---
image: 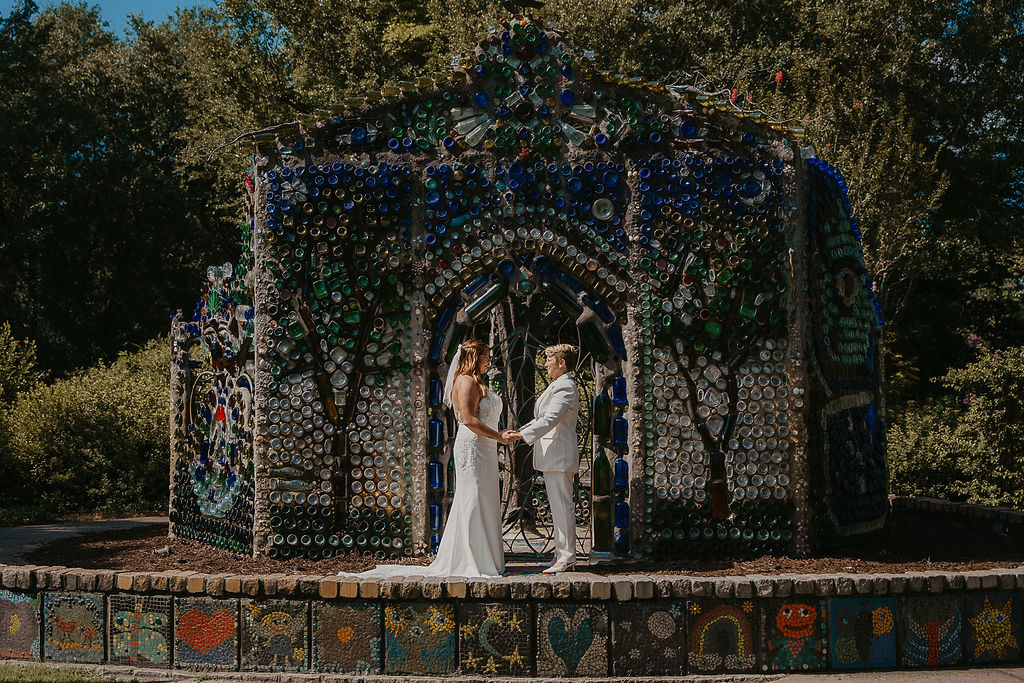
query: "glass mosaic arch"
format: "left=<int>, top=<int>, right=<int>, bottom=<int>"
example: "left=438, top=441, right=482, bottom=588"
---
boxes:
left=171, top=17, right=888, bottom=561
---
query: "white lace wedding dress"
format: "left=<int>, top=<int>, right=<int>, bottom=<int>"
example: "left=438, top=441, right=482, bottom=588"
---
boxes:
left=339, top=391, right=505, bottom=577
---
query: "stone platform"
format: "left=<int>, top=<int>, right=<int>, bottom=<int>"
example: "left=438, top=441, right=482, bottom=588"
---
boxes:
left=0, top=500, right=1024, bottom=678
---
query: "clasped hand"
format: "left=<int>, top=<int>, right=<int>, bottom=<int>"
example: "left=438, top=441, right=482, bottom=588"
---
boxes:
left=498, top=429, right=522, bottom=445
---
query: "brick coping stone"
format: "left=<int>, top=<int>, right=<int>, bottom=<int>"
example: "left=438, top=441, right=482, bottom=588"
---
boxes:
left=0, top=497, right=1024, bottom=602
left=0, top=565, right=1024, bottom=602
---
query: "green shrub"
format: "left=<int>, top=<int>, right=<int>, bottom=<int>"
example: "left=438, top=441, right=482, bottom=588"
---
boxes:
left=8, top=338, right=170, bottom=514
left=0, top=322, right=41, bottom=511
left=888, top=347, right=1024, bottom=510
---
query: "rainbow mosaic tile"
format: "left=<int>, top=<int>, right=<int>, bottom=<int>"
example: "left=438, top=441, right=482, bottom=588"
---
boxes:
left=174, top=598, right=239, bottom=670
left=312, top=602, right=383, bottom=674
left=241, top=598, right=309, bottom=671
left=43, top=593, right=104, bottom=664
left=686, top=600, right=758, bottom=674
left=537, top=604, right=608, bottom=676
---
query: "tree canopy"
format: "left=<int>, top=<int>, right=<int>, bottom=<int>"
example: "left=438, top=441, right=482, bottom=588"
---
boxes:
left=0, top=0, right=1024, bottom=411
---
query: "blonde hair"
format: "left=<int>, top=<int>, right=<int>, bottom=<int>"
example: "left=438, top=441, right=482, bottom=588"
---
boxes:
left=455, top=339, right=490, bottom=397
left=544, top=344, right=580, bottom=370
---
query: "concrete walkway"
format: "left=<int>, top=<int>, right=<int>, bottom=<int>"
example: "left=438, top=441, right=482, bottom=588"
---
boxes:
left=775, top=667, right=1024, bottom=683
left=0, top=517, right=168, bottom=566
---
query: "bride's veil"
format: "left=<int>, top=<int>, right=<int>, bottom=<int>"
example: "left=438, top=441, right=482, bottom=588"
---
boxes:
left=443, top=344, right=462, bottom=410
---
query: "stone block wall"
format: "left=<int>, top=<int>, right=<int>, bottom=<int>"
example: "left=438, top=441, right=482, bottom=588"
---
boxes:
left=0, top=566, right=1024, bottom=678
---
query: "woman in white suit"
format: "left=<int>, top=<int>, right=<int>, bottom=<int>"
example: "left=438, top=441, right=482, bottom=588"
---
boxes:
left=503, top=344, right=580, bottom=573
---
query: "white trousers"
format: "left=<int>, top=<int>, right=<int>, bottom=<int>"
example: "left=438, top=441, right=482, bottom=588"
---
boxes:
left=544, top=472, right=575, bottom=563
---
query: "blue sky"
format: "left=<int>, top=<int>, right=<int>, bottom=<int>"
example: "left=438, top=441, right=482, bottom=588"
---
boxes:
left=0, top=0, right=216, bottom=36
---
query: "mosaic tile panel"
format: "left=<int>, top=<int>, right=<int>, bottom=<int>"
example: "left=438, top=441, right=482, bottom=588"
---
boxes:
left=964, top=593, right=1021, bottom=664
left=828, top=598, right=896, bottom=669
left=900, top=596, right=964, bottom=667
left=43, top=593, right=103, bottom=664
left=108, top=595, right=172, bottom=667
left=174, top=598, right=239, bottom=670
left=384, top=602, right=459, bottom=674
left=686, top=600, right=757, bottom=674
left=0, top=591, right=41, bottom=659
left=241, top=598, right=309, bottom=671
left=312, top=602, right=383, bottom=674
left=459, top=603, right=534, bottom=676
left=610, top=602, right=686, bottom=676
left=537, top=605, right=608, bottom=676
left=761, top=598, right=828, bottom=671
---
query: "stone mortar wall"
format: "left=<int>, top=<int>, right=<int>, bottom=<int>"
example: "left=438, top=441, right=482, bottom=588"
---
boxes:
left=6, top=544, right=1024, bottom=677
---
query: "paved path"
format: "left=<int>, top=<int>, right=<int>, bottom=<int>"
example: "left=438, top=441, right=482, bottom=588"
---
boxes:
left=775, top=667, right=1024, bottom=683
left=0, top=517, right=167, bottom=566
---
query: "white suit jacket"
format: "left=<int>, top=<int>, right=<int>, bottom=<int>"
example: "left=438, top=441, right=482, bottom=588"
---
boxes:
left=519, top=373, right=580, bottom=472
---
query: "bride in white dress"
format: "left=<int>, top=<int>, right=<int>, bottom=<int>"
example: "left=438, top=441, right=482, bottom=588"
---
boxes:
left=339, top=339, right=509, bottom=577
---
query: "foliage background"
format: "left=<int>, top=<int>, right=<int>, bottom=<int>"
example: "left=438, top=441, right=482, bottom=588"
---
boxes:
left=0, top=0, right=1024, bottom=511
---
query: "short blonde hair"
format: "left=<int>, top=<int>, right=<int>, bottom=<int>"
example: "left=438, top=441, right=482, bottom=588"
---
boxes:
left=544, top=344, right=580, bottom=370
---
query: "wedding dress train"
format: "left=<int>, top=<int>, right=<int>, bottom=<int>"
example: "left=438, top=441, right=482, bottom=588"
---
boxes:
left=339, top=391, right=505, bottom=577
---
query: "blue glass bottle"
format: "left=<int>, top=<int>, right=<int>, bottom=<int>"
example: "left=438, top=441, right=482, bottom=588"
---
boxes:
left=608, top=325, right=626, bottom=356
left=615, top=528, right=630, bottom=556
left=611, top=411, right=629, bottom=447
left=430, top=332, right=444, bottom=365
left=615, top=454, right=630, bottom=488
left=430, top=375, right=444, bottom=408
left=427, top=456, right=444, bottom=490
left=611, top=375, right=629, bottom=405
left=427, top=412, right=444, bottom=449
left=615, top=499, right=630, bottom=528
left=430, top=495, right=441, bottom=532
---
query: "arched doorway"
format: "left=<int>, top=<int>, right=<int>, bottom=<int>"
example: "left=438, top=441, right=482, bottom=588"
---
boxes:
left=421, top=244, right=629, bottom=560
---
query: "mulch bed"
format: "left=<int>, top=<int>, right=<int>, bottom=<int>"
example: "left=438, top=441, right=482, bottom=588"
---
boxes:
left=27, top=512, right=1024, bottom=577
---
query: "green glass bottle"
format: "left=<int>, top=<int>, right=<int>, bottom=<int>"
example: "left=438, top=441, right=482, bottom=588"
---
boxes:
left=594, top=389, right=611, bottom=442
left=592, top=448, right=612, bottom=553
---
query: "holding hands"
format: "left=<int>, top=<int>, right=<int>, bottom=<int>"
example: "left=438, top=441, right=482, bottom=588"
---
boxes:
left=498, top=429, right=522, bottom=445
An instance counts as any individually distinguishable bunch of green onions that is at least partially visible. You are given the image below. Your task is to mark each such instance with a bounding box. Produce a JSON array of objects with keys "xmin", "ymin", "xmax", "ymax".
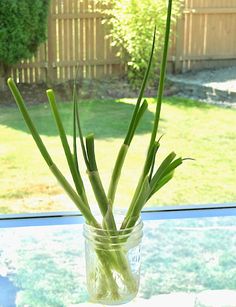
[{"xmin": 8, "ymin": 0, "xmax": 184, "ymax": 304}]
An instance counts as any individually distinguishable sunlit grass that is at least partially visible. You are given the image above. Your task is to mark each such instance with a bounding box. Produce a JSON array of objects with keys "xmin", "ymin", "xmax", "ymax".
[{"xmin": 0, "ymin": 98, "xmax": 236, "ymax": 213}]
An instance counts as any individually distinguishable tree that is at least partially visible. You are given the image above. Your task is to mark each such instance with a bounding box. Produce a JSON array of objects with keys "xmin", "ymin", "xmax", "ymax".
[
  {"xmin": 98, "ymin": 0, "xmax": 182, "ymax": 83},
  {"xmin": 0, "ymin": 0, "xmax": 50, "ymax": 87}
]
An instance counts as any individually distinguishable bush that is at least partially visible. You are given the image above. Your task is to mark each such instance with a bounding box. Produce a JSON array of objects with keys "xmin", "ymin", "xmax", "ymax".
[
  {"xmin": 0, "ymin": 0, "xmax": 50, "ymax": 87},
  {"xmin": 99, "ymin": 0, "xmax": 182, "ymax": 84}
]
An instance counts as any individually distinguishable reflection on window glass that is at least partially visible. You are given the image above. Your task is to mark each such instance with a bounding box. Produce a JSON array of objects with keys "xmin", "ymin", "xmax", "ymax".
[{"xmin": 0, "ymin": 217, "xmax": 236, "ymax": 307}]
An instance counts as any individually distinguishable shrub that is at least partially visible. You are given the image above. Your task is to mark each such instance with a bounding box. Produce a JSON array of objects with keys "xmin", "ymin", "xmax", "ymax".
[
  {"xmin": 0, "ymin": 0, "xmax": 50, "ymax": 88},
  {"xmin": 99, "ymin": 0, "xmax": 182, "ymax": 84}
]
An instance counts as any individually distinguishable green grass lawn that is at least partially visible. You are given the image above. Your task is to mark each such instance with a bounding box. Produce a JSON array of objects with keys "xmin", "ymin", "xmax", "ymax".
[{"xmin": 0, "ymin": 98, "xmax": 236, "ymax": 213}]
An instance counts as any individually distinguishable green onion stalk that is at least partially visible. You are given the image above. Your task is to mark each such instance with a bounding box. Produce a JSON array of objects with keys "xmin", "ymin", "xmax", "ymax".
[{"xmin": 8, "ymin": 0, "xmax": 184, "ymax": 302}]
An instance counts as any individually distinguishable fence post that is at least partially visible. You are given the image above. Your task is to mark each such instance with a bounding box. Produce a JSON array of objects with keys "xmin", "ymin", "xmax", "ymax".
[
  {"xmin": 173, "ymin": 12, "xmax": 185, "ymax": 74},
  {"xmin": 46, "ymin": 1, "xmax": 57, "ymax": 84}
]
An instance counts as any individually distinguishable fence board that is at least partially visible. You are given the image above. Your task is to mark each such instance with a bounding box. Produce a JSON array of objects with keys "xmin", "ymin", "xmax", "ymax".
[{"xmin": 12, "ymin": 0, "xmax": 236, "ymax": 83}]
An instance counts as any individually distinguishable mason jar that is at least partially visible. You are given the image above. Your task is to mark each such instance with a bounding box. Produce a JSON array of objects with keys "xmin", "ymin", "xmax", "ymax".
[{"xmin": 83, "ymin": 219, "xmax": 143, "ymax": 305}]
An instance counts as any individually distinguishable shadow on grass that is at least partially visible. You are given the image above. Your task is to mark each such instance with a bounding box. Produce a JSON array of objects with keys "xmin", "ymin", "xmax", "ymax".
[{"xmin": 0, "ymin": 100, "xmax": 159, "ymax": 139}]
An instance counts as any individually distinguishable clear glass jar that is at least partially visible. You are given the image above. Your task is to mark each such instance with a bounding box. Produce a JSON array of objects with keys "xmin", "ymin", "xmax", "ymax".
[{"xmin": 84, "ymin": 219, "xmax": 143, "ymax": 305}]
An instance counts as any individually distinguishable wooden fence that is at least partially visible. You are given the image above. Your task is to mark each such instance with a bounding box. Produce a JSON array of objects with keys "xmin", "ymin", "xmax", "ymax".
[
  {"xmin": 12, "ymin": 0, "xmax": 236, "ymax": 83},
  {"xmin": 173, "ymin": 0, "xmax": 236, "ymax": 71}
]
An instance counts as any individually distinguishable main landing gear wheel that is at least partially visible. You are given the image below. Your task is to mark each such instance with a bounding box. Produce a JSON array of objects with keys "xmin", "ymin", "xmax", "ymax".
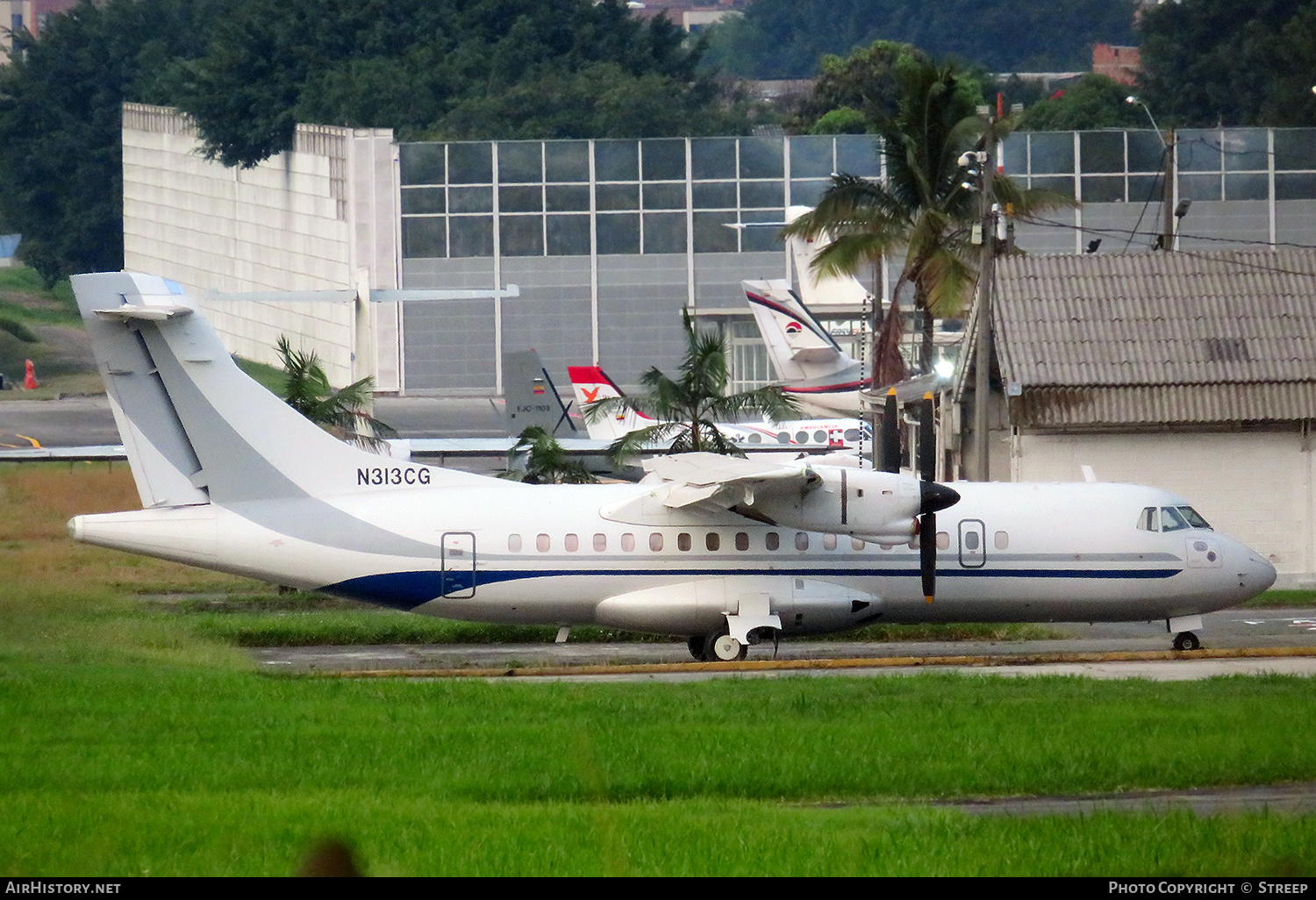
[
  {"xmin": 1174, "ymin": 632, "xmax": 1202, "ymax": 650},
  {"xmin": 686, "ymin": 632, "xmax": 749, "ymax": 662},
  {"xmin": 708, "ymin": 634, "xmax": 749, "ymax": 662}
]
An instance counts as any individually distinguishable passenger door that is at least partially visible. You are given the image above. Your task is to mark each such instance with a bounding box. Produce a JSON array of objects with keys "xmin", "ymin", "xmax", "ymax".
[
  {"xmin": 960, "ymin": 518, "xmax": 987, "ymax": 568},
  {"xmin": 440, "ymin": 532, "xmax": 476, "ymax": 600}
]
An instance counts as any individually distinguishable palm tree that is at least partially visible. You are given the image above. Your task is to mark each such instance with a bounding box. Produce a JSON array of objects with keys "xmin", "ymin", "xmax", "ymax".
[
  {"xmin": 499, "ymin": 425, "xmax": 599, "ymax": 484},
  {"xmin": 786, "ymin": 60, "xmax": 1073, "ymax": 389},
  {"xmin": 584, "ymin": 310, "xmax": 797, "ymax": 461},
  {"xmin": 276, "ymin": 334, "xmax": 397, "ymax": 450}
]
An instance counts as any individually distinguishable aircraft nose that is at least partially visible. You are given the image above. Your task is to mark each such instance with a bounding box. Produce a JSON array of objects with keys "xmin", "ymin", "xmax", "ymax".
[{"xmin": 919, "ymin": 482, "xmax": 960, "ymax": 513}]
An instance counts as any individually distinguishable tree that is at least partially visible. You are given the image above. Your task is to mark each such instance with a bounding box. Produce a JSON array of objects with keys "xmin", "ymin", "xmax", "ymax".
[
  {"xmin": 0, "ymin": 0, "xmax": 755, "ymax": 284},
  {"xmin": 787, "ymin": 41, "xmax": 928, "ymax": 134},
  {"xmin": 584, "ymin": 310, "xmax": 797, "ymax": 460},
  {"xmin": 500, "ymin": 425, "xmax": 599, "ymax": 484},
  {"xmin": 708, "ymin": 0, "xmax": 1137, "ymax": 79},
  {"xmin": 1019, "ymin": 75, "xmax": 1148, "ymax": 132},
  {"xmin": 0, "ymin": 0, "xmax": 221, "ymax": 287},
  {"xmin": 176, "ymin": 0, "xmax": 747, "ymax": 166},
  {"xmin": 278, "ymin": 336, "xmax": 397, "ymax": 450},
  {"xmin": 786, "ymin": 61, "xmax": 1073, "ymax": 387},
  {"xmin": 1140, "ymin": 0, "xmax": 1316, "ymax": 126}
]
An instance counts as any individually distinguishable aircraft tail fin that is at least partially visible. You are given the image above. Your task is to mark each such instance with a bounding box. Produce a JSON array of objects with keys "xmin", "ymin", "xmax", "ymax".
[
  {"xmin": 568, "ymin": 366, "xmax": 655, "ymax": 441},
  {"xmin": 503, "ymin": 350, "xmax": 576, "ymax": 437},
  {"xmin": 786, "ymin": 207, "xmax": 873, "ymax": 308},
  {"xmin": 73, "ymin": 273, "xmax": 483, "ymax": 508},
  {"xmin": 741, "ymin": 279, "xmax": 855, "ymax": 382}
]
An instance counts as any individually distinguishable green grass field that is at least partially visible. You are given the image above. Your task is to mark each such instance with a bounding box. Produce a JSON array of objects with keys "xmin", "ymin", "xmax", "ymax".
[{"xmin": 0, "ymin": 465, "xmax": 1316, "ymax": 876}]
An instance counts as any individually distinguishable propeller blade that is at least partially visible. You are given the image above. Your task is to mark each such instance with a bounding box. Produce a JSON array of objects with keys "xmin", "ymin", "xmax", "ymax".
[
  {"xmin": 919, "ymin": 391, "xmax": 937, "ymax": 603},
  {"xmin": 919, "ymin": 391, "xmax": 937, "ymax": 482},
  {"xmin": 882, "ymin": 389, "xmax": 900, "ymax": 474},
  {"xmin": 919, "ymin": 513, "xmax": 937, "ymax": 603}
]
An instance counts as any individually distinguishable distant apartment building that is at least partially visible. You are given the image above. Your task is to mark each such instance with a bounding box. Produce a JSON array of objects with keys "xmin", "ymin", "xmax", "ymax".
[
  {"xmin": 1092, "ymin": 44, "xmax": 1142, "ymax": 86},
  {"xmin": 626, "ymin": 0, "xmax": 752, "ymax": 34},
  {"xmin": 0, "ymin": 0, "xmax": 78, "ymax": 63}
]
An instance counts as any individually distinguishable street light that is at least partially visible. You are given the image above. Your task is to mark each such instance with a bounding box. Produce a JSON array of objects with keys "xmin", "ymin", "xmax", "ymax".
[{"xmin": 1124, "ymin": 96, "xmax": 1163, "ymax": 147}]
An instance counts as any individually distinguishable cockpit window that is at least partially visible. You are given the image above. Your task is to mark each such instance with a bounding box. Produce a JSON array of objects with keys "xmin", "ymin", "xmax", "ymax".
[
  {"xmin": 1161, "ymin": 507, "xmax": 1211, "ymax": 532},
  {"xmin": 1178, "ymin": 507, "xmax": 1211, "ymax": 529},
  {"xmin": 1139, "ymin": 507, "xmax": 1211, "ymax": 532},
  {"xmin": 1161, "ymin": 507, "xmax": 1189, "ymax": 532}
]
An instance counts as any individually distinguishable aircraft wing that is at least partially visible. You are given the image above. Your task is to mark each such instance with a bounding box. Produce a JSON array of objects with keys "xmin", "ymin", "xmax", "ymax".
[{"xmin": 644, "ymin": 453, "xmax": 821, "ymax": 510}]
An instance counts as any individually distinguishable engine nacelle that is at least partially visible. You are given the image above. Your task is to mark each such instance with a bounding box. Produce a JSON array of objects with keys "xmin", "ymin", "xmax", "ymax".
[{"xmin": 750, "ymin": 466, "xmax": 923, "ymax": 544}]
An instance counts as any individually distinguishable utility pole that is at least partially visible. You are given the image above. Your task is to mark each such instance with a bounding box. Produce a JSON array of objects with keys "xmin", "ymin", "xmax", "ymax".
[
  {"xmin": 1163, "ymin": 125, "xmax": 1174, "ymax": 250},
  {"xmin": 974, "ymin": 118, "xmax": 997, "ymax": 482}
]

.....

Please replace "query" with "prompt" in the items from the start through the line with "left=0, top=0, right=1024, bottom=411", changing nothing else. Leave the pictures out of your answer.

Written solution =>
---
image: 
prompt: "glass mosaic arch"
format: "left=<int>, top=<int>, right=<int>, bottom=<int>"
example: "left=438, top=441, right=482, bottom=588"
---
boxes:
left=171, top=17, right=888, bottom=561
---
prompt: "white lace wedding dress"
format: "left=<int>, top=<int>, right=<int>, bottom=<int>"
example: "left=438, top=441, right=482, bottom=588"
---
boxes:
left=339, top=391, right=505, bottom=577
---
prompt: "stone platform"
format: "left=<int>, top=<int>, right=<int>, bottom=<int>"
example: "left=438, top=441, right=482, bottom=588"
---
boxes:
left=0, top=500, right=1024, bottom=678
---
prompt: "clasped hand"
format: "left=<int>, top=<int>, right=<int>, bottom=<int>"
example: "left=438, top=441, right=482, bottom=588"
---
boxes:
left=498, top=429, right=522, bottom=445
---
prompt: "brick coping stone"
format: "left=<int>, top=<int>, right=<int>, bottom=<int>"
example: "left=438, top=441, right=482, bottom=588"
---
boxes:
left=0, top=497, right=1024, bottom=602
left=0, top=565, right=1024, bottom=602
---
prompt: "green shrub"
format: "left=<int>, top=<int>, right=<int>, bottom=<int>"
example: "left=438, top=441, right=482, bottom=588"
---
boxes:
left=8, top=338, right=170, bottom=514
left=0, top=322, right=41, bottom=511
left=888, top=347, right=1024, bottom=510
---
prompt: "rainbow mosaic tile"
format: "left=<int>, top=<int>, right=<int>, bottom=<int>"
example: "left=438, top=441, right=482, bottom=588"
---
boxes:
left=174, top=598, right=239, bottom=670
left=312, top=602, right=383, bottom=674
left=241, top=598, right=309, bottom=671
left=43, top=593, right=104, bottom=664
left=686, top=600, right=758, bottom=674
left=537, top=604, right=608, bottom=676
---
prompt: "tree canopy"
format: "left=<int>, top=<int>, right=<int>, bottom=<int>"
example: "left=438, top=441, right=482, bottom=588"
---
boxes:
left=0, top=0, right=1024, bottom=411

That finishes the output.